__Consigne 1__
Indiquez si chacun des énoncés suivants s'accorde avec l'extrait sur les règles comptables et fiscales présenté ci-dessous : (a) il existe 170 points de différence entre le résultat comptable et le résultat taxable ; (b) une déconnexion totale entre règles comptables et règles fiscales correspond à la tradition évoquée dans l'extrait ; (c) les normalisateurs ont généralisé l'évaluation aux valeurs de marché à tout le compte de résultat. Répondez par oui ou par non pour chacun, en citant mot pour mot les termes décisifs de l'extrait.
__Consigne 2__
Prolongez l'extrait sur les règles comptables et fiscales, présenté ci-dessous, à partir de sa dernière phrase.

__Extrait du document__
####

Le Parlement a la main en matière fiscale. Les règles comptables peuvent modifier l'assiette fiscale, mais seulement jusqu'à un certain point. Il existe 170 points de différences entre le résultat comptable et le résultat taxable et je ne suis pas partisan d'accroitre ces écarts. Certains pays ont fait le choix d'une déconnection totale mais cela ne correspond pas à notre tradition. La direction de la législation fiscale au ministère des finances participe aux travaux de l'ANC. Le dialogue est permanent. L'impact fiscal de toute nouvelle norme comptable est mesuré, ce qui est important pour éviter le dévoiement des principes fondamentaux de notre fiscalité.
Je partage votre diagnostic sur les effets des IFRS. Je crois beaucoup à la réflexion conceptuelle. La partie du compte de résultat évaluée aux valeurs de marché a été progressivement étendue mais les normalisateurs ont pris conscience qu'il était impossible de la généraliser. Nous revenons vers quelque chose de plus mesuré.

####

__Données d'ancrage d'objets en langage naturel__
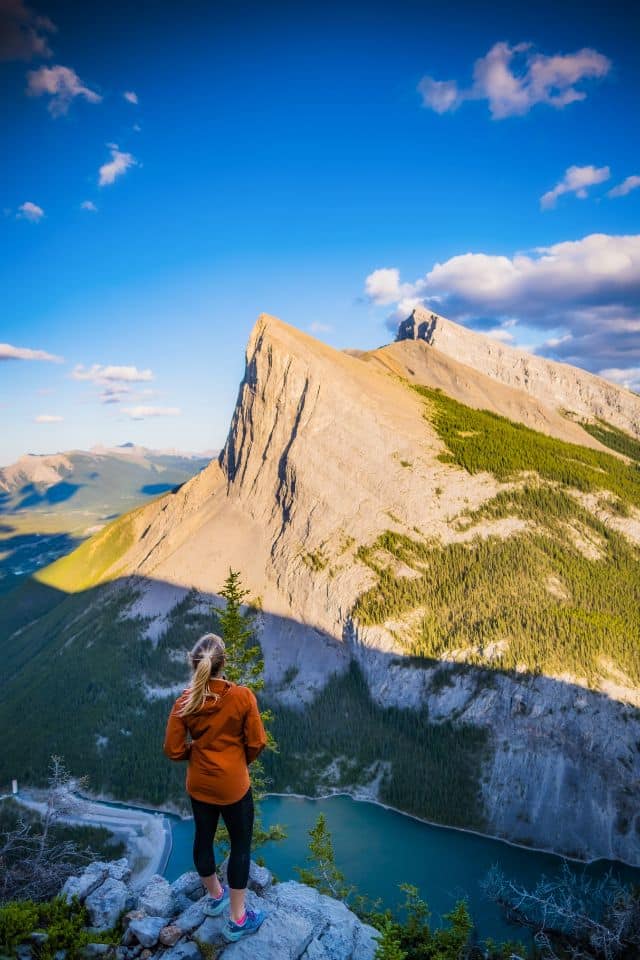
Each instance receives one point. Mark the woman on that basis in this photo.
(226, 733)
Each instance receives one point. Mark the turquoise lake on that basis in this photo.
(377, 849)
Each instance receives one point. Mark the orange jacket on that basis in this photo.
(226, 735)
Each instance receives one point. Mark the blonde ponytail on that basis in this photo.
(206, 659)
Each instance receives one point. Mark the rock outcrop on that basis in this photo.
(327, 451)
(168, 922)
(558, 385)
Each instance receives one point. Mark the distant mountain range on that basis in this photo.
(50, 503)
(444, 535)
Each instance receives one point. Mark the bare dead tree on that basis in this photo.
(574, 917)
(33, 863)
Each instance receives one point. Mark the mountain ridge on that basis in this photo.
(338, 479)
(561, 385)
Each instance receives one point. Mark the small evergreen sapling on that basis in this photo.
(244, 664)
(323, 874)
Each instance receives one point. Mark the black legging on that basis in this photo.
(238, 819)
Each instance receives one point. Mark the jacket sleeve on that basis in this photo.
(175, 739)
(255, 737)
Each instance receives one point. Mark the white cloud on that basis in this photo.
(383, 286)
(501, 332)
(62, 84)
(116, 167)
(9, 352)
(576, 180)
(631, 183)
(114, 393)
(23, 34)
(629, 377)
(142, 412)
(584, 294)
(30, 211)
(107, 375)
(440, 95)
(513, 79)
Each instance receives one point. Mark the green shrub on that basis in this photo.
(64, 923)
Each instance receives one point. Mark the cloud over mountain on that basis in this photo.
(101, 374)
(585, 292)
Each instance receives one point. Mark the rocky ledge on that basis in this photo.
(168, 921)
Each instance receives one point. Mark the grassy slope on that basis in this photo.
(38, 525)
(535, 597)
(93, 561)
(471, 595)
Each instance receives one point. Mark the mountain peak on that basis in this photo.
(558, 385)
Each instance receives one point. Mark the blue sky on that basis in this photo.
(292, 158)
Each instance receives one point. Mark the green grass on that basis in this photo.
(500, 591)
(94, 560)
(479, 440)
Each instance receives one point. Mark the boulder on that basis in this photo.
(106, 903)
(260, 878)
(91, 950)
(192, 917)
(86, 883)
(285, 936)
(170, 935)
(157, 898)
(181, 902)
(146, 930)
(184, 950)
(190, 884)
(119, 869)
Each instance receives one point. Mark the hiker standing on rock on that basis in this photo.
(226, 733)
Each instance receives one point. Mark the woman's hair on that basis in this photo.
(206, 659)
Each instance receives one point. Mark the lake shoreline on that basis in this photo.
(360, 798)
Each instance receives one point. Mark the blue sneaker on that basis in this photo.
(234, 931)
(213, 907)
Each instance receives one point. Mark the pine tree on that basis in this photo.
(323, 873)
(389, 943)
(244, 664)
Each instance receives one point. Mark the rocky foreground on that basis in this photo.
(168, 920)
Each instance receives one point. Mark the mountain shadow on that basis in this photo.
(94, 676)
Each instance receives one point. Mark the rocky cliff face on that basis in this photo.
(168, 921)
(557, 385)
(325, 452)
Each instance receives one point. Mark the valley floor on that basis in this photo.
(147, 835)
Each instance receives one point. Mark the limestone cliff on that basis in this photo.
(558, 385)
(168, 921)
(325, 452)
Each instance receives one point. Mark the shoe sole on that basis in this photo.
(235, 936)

####

__Réponse 1__
(a) Oui : « Il existe 170 points de différences entre le résultat comptable et le résultat taxable ».
(b) Non : « Certains pays ont fait le choix d'une déconnection totale mais cela ne correspond pas à notre tradition ».
(c) Non : « les normalisateurs ont pris conscience qu'il était impossible de la généraliser ».

__Réponse 2__
Je suis favorable à un dialogue renforcé avec le législateur. La matière comptable, qui est complexe, ne doit pas être enfermée dans un ghetto technique. J'ai lu qu'elle devenait « l'apanage d'organisations technico-rationnelles » : cela n'est pas souhaitable.
La complexité provient parfois moins des normes comptables que des transactions et opérations à enregistrer. La comptabilité est l'algèbre du droit et doit demeurer lisible. Elle a pour objet de transcrire la réalité économique. Simplifions les transactions.
Je ne suis pas un spécialiste de la comptabilité publique à ce stade mais je sais que le CNOCP présidé par Michel Prada comprend trois membres issus de l'ANC. Je crois qu'ils n'ont pu participer aux derniers travaux compte tenu de la vacance de la présidence de l'agence mais je veillerai dans l'avenir à assurer les liaisons nécessaires.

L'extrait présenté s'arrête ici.